## START Data

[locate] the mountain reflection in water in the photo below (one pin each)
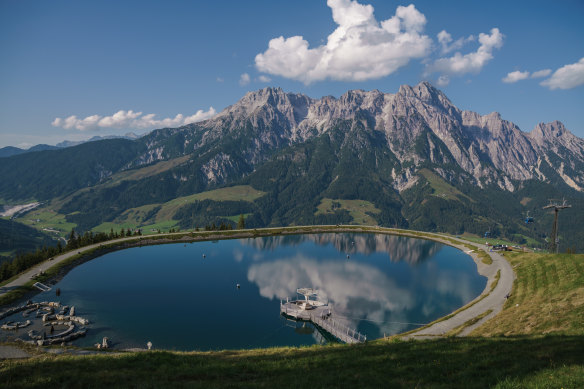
(361, 290)
(398, 248)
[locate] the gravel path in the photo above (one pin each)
(494, 301)
(44, 266)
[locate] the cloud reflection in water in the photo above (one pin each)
(366, 291)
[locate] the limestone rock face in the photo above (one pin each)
(419, 125)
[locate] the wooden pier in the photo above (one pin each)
(41, 287)
(321, 316)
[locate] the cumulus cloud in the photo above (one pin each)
(460, 64)
(244, 79)
(541, 73)
(515, 76)
(566, 77)
(360, 48)
(447, 45)
(130, 120)
(443, 80)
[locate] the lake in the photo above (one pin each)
(184, 296)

## END Data

_Exercise details_
Reproduce the material from the line containing "[locate] the wooden" through the end, switching "lake" to "reservoir" and leaving everything else unchanged.

_Solution_
[locate] the wooden pier in the photo above (one pin each)
(41, 287)
(321, 316)
[locate] the cumulus cloud in the photo above (one pin each)
(460, 64)
(244, 79)
(541, 73)
(515, 76)
(566, 77)
(360, 48)
(447, 45)
(130, 120)
(443, 80)
[locate] the reservoir in the photo above (one pin each)
(184, 296)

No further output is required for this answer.